(Selected excerpt begins)
Figure 2. The crystal structure of GST A1-1 (PDB: 3I6A), showing the “ball-and-socket” dimer interface and the GSH binding site.
In SULT enzymes, the dimerization domain (Figure 3) consists of ten residues near the C-terminus of the protein, represented by the consensus sequence KXXXTVXXXE, also known as the KTVE motif (Petrotchenko et al., 2001). In contrast to the interaction interface observed with GST enzymes, this region forms a hydrophilic loop that creates multiple contacts between the two individual monomers. This is reinforced by multiple hydrophobic contacts internal to the KTVE motif, resulting in a “dumbbell”-like structure (Petrotchenko et al., 2001; Yoshinari et al., 2001). While the exact role dimerization plays in catalysis is not totally understood in these enzyme families, it is likely that future X-ray crystal structures will help elucidate it.
Figure 3. The crystal structure of SULT2A3 (PDB: 1EFH), demonstrating the dimer interaction motif (center).
Unfortunately, our structural understanding of UGT enzymes is much more limited. While there is ample biophysical evidence to support the existence of UGT dimers (Meech and Mackenzie, 1997; Lewis et al., 2011; Suzuki et al., 2014), the lack of structural data has hampered protein-protein interaction research with this enzyme class. Interestingly, the structural data that does exist for human UGT enzymes, that of a partial UGT2B7 structure, does provide an indication for the presence of homo dimers (Miley et al., 2007; Fujiwara et al., 2016; Audet-Delage et al., 2017). In the asymmetric unit, the C terminus of one monomer packs into the predicted UDPGA binding site of the other monomer (Miley et al., 2007). At first glance, this may seem somewhat counter intuitive, as the UDPGA co-factor is needed for enzymatic activity. However, the UDPGA binding site of the other UGT2B7 monomer in the asymmetric unit is not occluded, indicating that this monomer may be active while the other sub-unit is blocked. As Miley and co-workers demonstrated, removal of the C-terminal residues, in an effort to eliminate blockage of the UDPGA binding site, produced protein samples that were highly unstable and could not be crystallized (Miley et al., 2007). This may suggest that the blockage of the UDPGA co-factor binding site serves as a form of regulatory control of enzymatic activity, although this has not yet been established.
(Selected excerpt ends)
(Material shown begins)
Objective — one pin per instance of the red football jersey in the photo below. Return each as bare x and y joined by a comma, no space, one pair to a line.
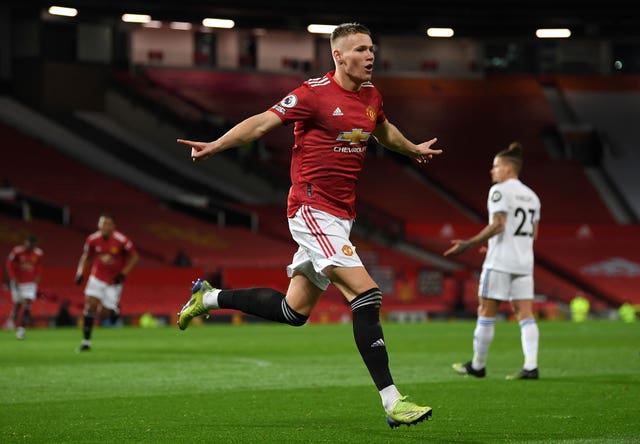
109,255
332,130
24,266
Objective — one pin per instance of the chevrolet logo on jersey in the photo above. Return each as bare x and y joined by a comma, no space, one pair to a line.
354,137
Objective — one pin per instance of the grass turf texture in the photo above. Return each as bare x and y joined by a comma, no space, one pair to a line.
267,383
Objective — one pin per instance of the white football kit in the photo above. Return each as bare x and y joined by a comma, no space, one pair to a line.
507,272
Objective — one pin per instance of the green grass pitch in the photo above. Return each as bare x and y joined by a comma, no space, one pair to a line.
268,383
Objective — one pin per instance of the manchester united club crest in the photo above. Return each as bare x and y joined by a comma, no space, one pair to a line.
371,113
347,250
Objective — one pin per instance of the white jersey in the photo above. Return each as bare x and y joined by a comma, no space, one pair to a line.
512,250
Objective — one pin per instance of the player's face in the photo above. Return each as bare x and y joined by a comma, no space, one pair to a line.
499,170
106,226
356,57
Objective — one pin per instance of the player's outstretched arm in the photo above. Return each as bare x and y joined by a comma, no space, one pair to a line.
244,132
391,137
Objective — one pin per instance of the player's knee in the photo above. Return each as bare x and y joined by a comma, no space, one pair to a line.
290,316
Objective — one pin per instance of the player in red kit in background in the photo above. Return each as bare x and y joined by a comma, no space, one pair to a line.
24,265
334,118
111,256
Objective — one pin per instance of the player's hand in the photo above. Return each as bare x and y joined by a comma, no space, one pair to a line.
199,150
426,153
459,247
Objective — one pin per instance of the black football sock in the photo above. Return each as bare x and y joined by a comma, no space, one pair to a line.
87,326
262,302
367,332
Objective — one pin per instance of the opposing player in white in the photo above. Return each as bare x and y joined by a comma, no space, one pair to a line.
507,271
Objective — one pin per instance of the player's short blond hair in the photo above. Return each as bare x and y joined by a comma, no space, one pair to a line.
346,29
513,155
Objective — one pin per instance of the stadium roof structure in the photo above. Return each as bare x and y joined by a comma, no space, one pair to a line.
469,18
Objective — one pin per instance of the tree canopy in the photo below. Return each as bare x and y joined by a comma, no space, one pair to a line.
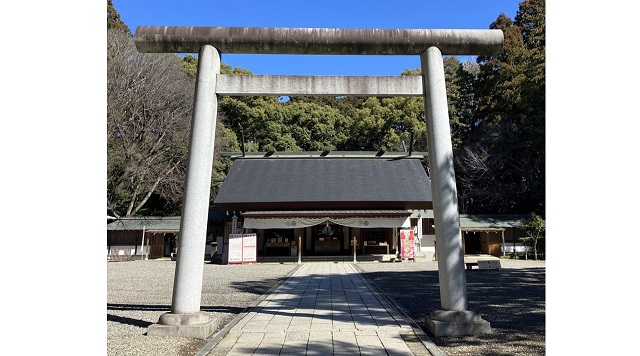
496,111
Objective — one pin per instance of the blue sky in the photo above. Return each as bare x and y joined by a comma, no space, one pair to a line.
409,14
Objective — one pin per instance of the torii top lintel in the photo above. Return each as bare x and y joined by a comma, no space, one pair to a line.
250,40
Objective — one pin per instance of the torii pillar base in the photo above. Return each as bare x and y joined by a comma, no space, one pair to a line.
456,323
194,326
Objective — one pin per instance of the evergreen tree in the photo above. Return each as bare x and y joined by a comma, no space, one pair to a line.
500,167
113,19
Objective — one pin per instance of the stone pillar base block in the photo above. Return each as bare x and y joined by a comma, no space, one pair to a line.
456,323
194,326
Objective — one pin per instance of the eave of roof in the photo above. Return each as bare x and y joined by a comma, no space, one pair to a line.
148,223
336,183
327,214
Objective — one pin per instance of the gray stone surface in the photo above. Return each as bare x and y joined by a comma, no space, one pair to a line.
189,39
512,299
319,85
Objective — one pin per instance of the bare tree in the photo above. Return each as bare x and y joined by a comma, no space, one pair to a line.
149,104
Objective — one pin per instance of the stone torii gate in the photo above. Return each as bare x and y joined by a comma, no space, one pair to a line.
185,318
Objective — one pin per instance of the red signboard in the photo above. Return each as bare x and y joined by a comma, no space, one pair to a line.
406,244
243,248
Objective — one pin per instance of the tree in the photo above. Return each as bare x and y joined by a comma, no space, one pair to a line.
149,102
113,19
535,229
501,165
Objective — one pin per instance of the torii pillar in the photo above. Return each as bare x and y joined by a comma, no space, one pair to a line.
185,318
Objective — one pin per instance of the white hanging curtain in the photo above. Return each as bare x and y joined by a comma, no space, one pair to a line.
292,223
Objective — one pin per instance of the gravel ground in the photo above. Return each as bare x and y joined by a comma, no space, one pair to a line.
138,292
511,299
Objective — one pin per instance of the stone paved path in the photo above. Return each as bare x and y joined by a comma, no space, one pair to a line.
323,309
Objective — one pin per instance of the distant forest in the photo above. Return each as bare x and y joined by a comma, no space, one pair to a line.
496,109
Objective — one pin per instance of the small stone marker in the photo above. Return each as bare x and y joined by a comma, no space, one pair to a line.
488,264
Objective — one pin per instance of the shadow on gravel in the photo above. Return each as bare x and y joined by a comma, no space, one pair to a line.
512,300
128,321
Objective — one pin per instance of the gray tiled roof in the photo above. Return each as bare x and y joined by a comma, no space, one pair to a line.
150,223
325,184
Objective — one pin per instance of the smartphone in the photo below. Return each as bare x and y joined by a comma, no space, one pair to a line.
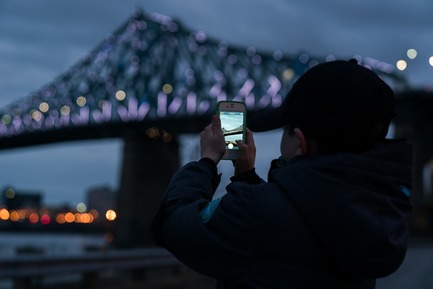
233,121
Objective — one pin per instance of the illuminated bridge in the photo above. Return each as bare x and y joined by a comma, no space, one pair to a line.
149,82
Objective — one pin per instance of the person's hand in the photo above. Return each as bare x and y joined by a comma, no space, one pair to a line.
212,141
247,155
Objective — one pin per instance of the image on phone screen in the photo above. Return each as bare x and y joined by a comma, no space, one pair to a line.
232,127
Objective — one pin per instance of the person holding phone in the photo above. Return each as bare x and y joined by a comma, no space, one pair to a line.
(Material shown ends)
In the excerpt on enzyme dimerization, what consensus sequence represents the dimerization domain of SULT enzymes?

● **Solution to this exercise**
KXXXTVXXXE, also known as the KTVE motif.